_EXERCISE MATERIALS_
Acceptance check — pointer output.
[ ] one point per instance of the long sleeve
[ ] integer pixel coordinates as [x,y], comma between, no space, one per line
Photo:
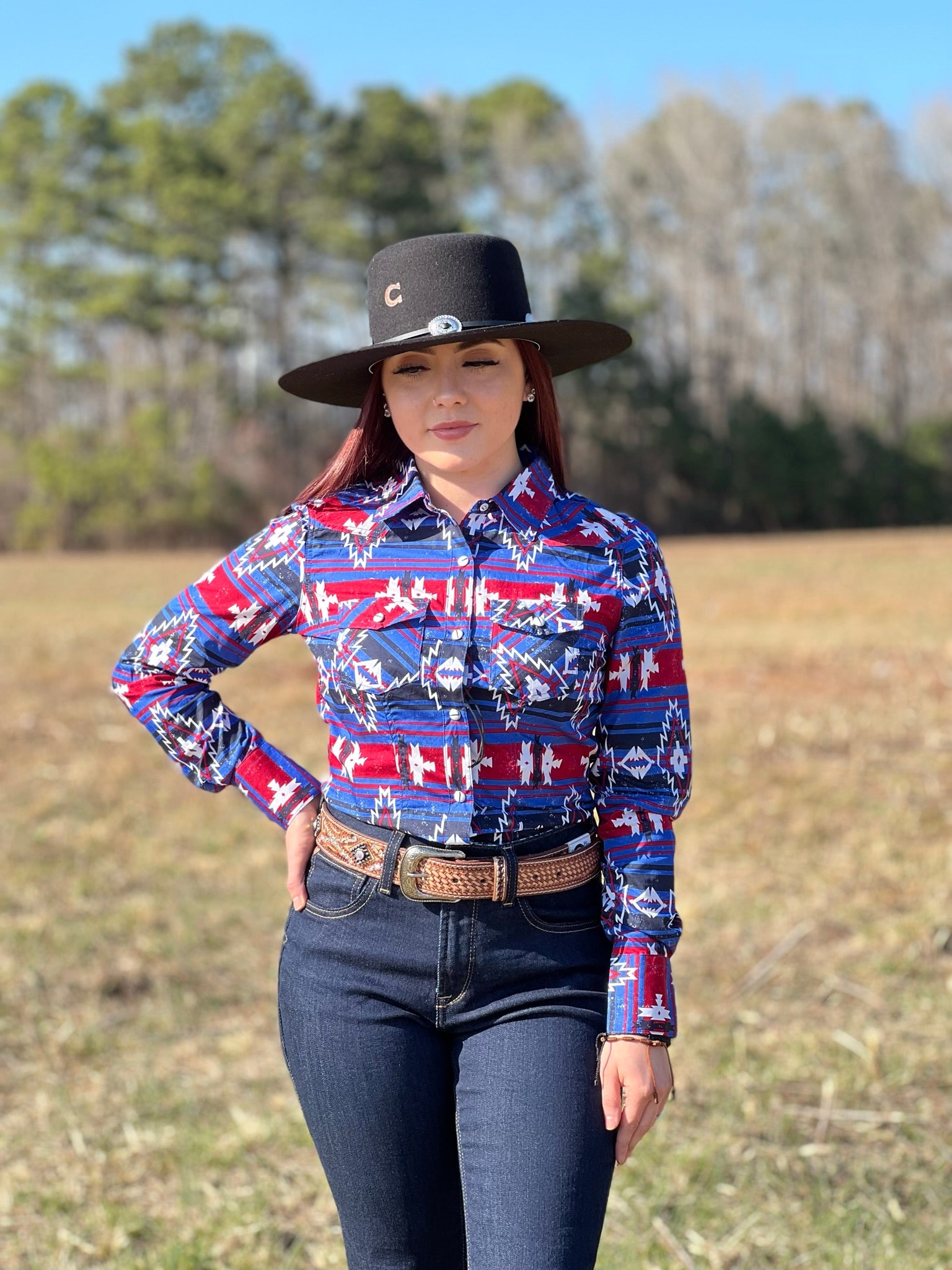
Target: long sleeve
[641,780]
[252,596]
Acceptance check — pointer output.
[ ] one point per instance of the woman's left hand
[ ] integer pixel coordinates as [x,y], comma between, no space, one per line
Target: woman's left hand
[627,1066]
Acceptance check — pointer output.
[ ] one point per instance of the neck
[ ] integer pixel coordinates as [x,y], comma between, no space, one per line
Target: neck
[457,492]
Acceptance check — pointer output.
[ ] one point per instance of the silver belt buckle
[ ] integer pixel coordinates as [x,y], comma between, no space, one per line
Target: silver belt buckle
[407,877]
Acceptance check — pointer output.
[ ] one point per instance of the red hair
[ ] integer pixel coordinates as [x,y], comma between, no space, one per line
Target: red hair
[372,450]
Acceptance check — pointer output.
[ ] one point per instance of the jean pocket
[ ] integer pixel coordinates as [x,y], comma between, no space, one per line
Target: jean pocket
[565,911]
[334,890]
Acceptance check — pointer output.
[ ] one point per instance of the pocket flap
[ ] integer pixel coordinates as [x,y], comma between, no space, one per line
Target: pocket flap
[539,616]
[379,613]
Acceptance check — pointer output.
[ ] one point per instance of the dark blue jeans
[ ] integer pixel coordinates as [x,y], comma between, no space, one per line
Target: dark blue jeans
[444,1060]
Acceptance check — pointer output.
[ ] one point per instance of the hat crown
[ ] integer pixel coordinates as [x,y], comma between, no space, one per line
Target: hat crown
[434,282]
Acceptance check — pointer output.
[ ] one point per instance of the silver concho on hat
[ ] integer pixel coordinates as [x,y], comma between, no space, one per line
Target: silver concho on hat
[444,326]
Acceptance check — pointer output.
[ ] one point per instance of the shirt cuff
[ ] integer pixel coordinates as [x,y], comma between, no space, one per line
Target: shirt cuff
[640,991]
[275,784]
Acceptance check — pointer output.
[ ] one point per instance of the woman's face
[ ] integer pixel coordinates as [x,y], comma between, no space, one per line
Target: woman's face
[456,406]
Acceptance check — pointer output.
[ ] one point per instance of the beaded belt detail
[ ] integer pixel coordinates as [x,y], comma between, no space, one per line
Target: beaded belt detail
[444,874]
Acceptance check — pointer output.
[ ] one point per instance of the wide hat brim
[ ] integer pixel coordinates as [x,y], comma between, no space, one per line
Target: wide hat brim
[566,343]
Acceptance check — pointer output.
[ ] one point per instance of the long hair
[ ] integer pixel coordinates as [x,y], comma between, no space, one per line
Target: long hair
[372,450]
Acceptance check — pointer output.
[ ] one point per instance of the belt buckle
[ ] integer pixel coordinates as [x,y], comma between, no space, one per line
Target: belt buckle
[407,877]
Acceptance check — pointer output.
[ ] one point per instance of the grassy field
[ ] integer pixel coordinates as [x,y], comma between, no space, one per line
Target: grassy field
[146,1118]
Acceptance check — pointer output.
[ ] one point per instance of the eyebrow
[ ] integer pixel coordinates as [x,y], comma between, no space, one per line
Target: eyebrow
[472,342]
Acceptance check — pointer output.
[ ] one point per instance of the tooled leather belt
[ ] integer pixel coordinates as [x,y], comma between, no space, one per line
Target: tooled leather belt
[426,871]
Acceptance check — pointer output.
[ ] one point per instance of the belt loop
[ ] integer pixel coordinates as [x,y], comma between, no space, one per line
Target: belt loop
[512,870]
[389,864]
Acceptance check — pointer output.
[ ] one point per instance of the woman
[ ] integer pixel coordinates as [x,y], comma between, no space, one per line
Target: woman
[470,950]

_WORK TO BE COMPLETED_
Print the records word for word and exclude any picture they hold.

_ANSWER TO THIS TASK_
Acceptance check — pointer output.
[ ] one point per instance of the long sleeve
[ ] integer pixel coordinates as [x,y], comma between, no space, one per line
Photo:
Target: long sleeve
[641,780]
[252,596]
Acceptance check — pointer output.
[ ] one point per instance of the woman's left hand
[ ] integer pixel coordinates as [x,y], comma between, no space, one per line
Target: woman's left hand
[627,1066]
Acceptance check — pointer output.
[ ] one point per instance of the neck
[ ] integer pixel coordinates as [x,y], comma between, no space, one per line
Target: neck
[457,492]
Acceptance check — pointer output.
[ ] one point per instance of the silver belt buckle
[ ] integer pixel coordinates as [x,y], comma between, no space, one per line
Target: silver belt buckle
[407,877]
Acceptance check — pointer output.
[ ] one point per instance of the red hair
[ ] integer pixel coordinates as [x,y], comma between, no space, one per line
Target: red hair
[372,450]
Acceptance check — pointer output.
[ ] one point per instance of the jean pocket
[ ] integer pixel coordinates as [x,y], comma between, no space, one per line
Target: jean pocket
[565,911]
[334,890]
Acceptance check — pointer output.
[ ] one point per instance of the pocket flap
[ ] integer pixel coordinates as [x,y], comma between, no space, one per line
Target: pocket flap
[539,616]
[379,613]
Acceptance check — pointer output.
[ ] one point per instance of the dark blue jeans
[ ] integer pixel coordinates as [x,y], comma between, no space, one per line
Target: dark blue jeans
[444,1060]
Acceptance check — pointer output.
[ ] one point per instance of the hat crown
[ ] integer pixel coordinates as [x,y], comma between, no space, one per line
Target: hat crown
[434,282]
Acceptance check — pointer output.
[ ] one point per instance of the silver concho on hat
[ ] integer pixel coordinates as [x,y], comma between, no space, one per line
Target: silver concho on hat
[444,326]
Acceptance check — pointer output.
[ ] one point per instance of the shirt cuff
[ ] integer pixel coordinates as [x,y], comma between, no space, one per line
Target: shirt cuff
[640,991]
[275,784]
Acceptance check — pointer output.
[ ] one point per instance of the woman's face
[ ] integer pixel coordinates as [x,y], comma between, no space, one per line
Target: woman's face
[456,406]
Acceptance check — pointer output.
[ ] one point per instance of the beaded belt detail
[ ] integer pixel coordinates as [x,y], comma between, no space, one per line
Target: beaded belt detail
[444,874]
Acceptance check — pointer output.
[ ] one point per instance of the wide hat brim
[ ] integer pixel coordinates as [x,y], comma between, no space, one per line
Target: wide hat brim
[566,343]
Acceptance check — pointer output.
[ ] one point per instance of the long hair
[ ] integer pixel coordinates as [x,y], comma between, no space, one per line
Target: long hair
[372,450]
Acceptance check — pointer output.
[ ] one point per instance of the belt buckle
[ ] integer pixel coordinates as [x,y], comma between, no space, one per line
Target: belt buckle
[407,877]
Acceptance check — pointer output.
[ ] one point per instance of the grassy field
[ ] integer pixel coordinates as [x,y], comma between, no space, one per line
Target: grassy field
[146,1118]
Acceptance check — pointer output.
[ ] one point per instance of the eyebrow
[ ] integer pixel coordinates as [x,y], comma between, no space, one per line
Target: eyebrow
[472,342]
Acceptance check — pointer output.
[ ] one point per instance of the tooled leather belt
[ ] integer pixel coordinates as [x,y], comma between, no space, one per line
Target: tooled leather belt
[426,871]
Acceptance check — pointer output.
[ ] one point per instance of the belt loop
[ ] integer pixel coordinates as [x,y], comma between, no space, one per line
Target: belt loop
[512,870]
[389,864]
Acceptance check — pointer output.
[ ] one point per instance of the woman
[ ] integer pixel coordinates as [x,y], comma between, no space, one per line
Target: woman
[470,950]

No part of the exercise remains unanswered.